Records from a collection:
○ ○ ○ ○

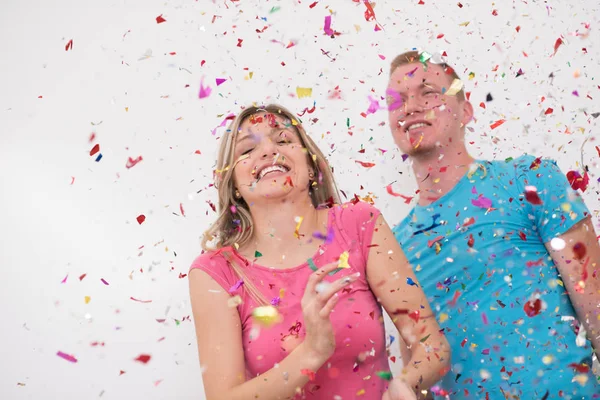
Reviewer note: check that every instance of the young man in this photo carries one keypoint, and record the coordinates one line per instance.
(505, 250)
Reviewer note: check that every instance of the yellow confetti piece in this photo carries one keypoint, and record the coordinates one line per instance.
(303, 92)
(455, 87)
(343, 263)
(266, 316)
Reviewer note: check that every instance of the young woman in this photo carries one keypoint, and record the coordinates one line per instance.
(287, 297)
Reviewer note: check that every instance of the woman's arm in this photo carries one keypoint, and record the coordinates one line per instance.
(397, 289)
(219, 335)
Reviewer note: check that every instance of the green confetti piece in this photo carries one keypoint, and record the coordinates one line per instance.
(386, 375)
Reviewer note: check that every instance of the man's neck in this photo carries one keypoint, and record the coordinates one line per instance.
(437, 173)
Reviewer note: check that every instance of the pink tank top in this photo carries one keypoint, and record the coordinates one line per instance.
(357, 318)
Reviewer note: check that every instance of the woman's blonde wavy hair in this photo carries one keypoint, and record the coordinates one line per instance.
(236, 229)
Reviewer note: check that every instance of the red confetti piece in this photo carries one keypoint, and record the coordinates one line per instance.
(66, 356)
(365, 164)
(407, 199)
(95, 149)
(131, 162)
(533, 308)
(579, 251)
(497, 123)
(143, 358)
(532, 197)
(140, 301)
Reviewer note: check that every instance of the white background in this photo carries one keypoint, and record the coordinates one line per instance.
(120, 81)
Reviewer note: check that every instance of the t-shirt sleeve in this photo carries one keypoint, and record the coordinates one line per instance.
(557, 207)
(216, 267)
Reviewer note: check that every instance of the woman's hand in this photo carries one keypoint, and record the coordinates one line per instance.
(399, 390)
(317, 303)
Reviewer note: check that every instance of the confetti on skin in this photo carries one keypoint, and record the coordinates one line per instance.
(454, 88)
(143, 358)
(343, 262)
(235, 287)
(407, 199)
(531, 195)
(66, 356)
(131, 162)
(140, 301)
(204, 90)
(298, 224)
(303, 92)
(266, 316)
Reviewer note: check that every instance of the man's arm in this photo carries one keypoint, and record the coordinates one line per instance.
(579, 267)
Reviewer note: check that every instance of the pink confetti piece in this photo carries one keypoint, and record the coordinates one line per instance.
(131, 162)
(66, 356)
(482, 202)
(204, 91)
(327, 27)
(140, 301)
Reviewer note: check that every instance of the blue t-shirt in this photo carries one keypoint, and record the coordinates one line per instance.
(480, 257)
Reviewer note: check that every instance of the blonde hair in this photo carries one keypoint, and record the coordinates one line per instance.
(236, 229)
(414, 57)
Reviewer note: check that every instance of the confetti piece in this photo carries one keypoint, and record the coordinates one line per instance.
(365, 164)
(204, 90)
(140, 301)
(298, 224)
(67, 357)
(407, 199)
(131, 162)
(143, 358)
(343, 262)
(531, 195)
(454, 88)
(303, 92)
(497, 124)
(411, 282)
(266, 316)
(95, 149)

○ ○ ○ ○

**PROBLEM TO WORK ON:** Print all of the data exactly, and do not carry over any pictures.

**OUTPUT BELOW:**
Reviewer note: check that every instance of the young man in this photo carries one keypoint, and record the coordinates one line per instance.
(505, 250)
Reviewer note: check that every instance of the yellow confetti piece in this photo carries one keypoint, and record the coordinates one line per instance.
(303, 92)
(455, 87)
(343, 263)
(266, 316)
Reviewer note: check that every instance of the young woman in this photo carries one keypoint, and record the coordinates one line per instance.
(287, 297)
Reviewer note: check that every instance of the woman's arm in this photo carries one keypoint, and record the coordinates one line per instance.
(397, 289)
(219, 335)
Reviewer note: check that every instance of the green confetti piece in this photo carries one keypoint, and record the coordinates one line per instance.
(386, 375)
Reviewer note: check that every instance of the man's neck in this photo carries one keypoint, and record the coordinates one line per instance.
(437, 173)
Reviewer note: check that every instance of the pink tank top in this photo carries one keypoint, and record the coordinates one line per instance.
(357, 318)
Reviewer note: check that every instance of the woman's blonde wavy hair in this photo carries one keypoint, and record the coordinates one line per instance.
(236, 229)
Reviewer note: check that every instance of the red confetti piece in this photo carries one keypoint, and record the coordinates one line per instance.
(66, 356)
(365, 164)
(407, 199)
(95, 149)
(131, 162)
(533, 308)
(579, 251)
(497, 123)
(143, 358)
(532, 197)
(140, 301)
Reviewer note: check that every instance of the white background in this photo carries one keypoint, and record the coordinates one line per instance.
(120, 81)
Reviewer note: check that every instance of the t-shirt sleeve in this photo carries one keypoint, and record the coordinates one line per instance.
(557, 207)
(216, 267)
Reviewer note: check that every instance of the woman's hand in this photo carries one keypoint, and record the coordinates one line per instance.
(399, 390)
(317, 303)
Reviewer note: check that every instance of the confetti on skin in this photo carries one keypoint, and record the coordinates one line per instance.
(454, 88)
(143, 358)
(343, 262)
(235, 287)
(407, 199)
(531, 195)
(66, 356)
(131, 162)
(140, 301)
(204, 90)
(298, 224)
(303, 92)
(266, 316)
Reviewer note: check that every instance of the man's arm in this photo carries one keypoint, and record the coordinates one line per instance.
(579, 267)
Reviewer note: check that every instance of the pink confetti piece in this photo carries one keypoint, and record the coordinates one line per instance.
(131, 162)
(66, 356)
(482, 202)
(204, 91)
(327, 27)
(140, 301)
Reviewer note: check that every instance of the blue t-shirt in this photo carries one keypoint, and record the coordinates one line per instance.
(480, 257)
Reviewer note: check that every instance of the blonde hair in this photo carries one keypoint, and record the coordinates one line per instance.
(236, 229)
(414, 57)
Reviewer note: check that every instance of the confetti piece in this photo carries one keypoint, and record the coordinates one line per instance.
(365, 164)
(204, 90)
(140, 301)
(298, 224)
(67, 357)
(407, 199)
(131, 162)
(143, 358)
(343, 262)
(531, 195)
(454, 88)
(303, 92)
(497, 124)
(411, 282)
(266, 316)
(95, 149)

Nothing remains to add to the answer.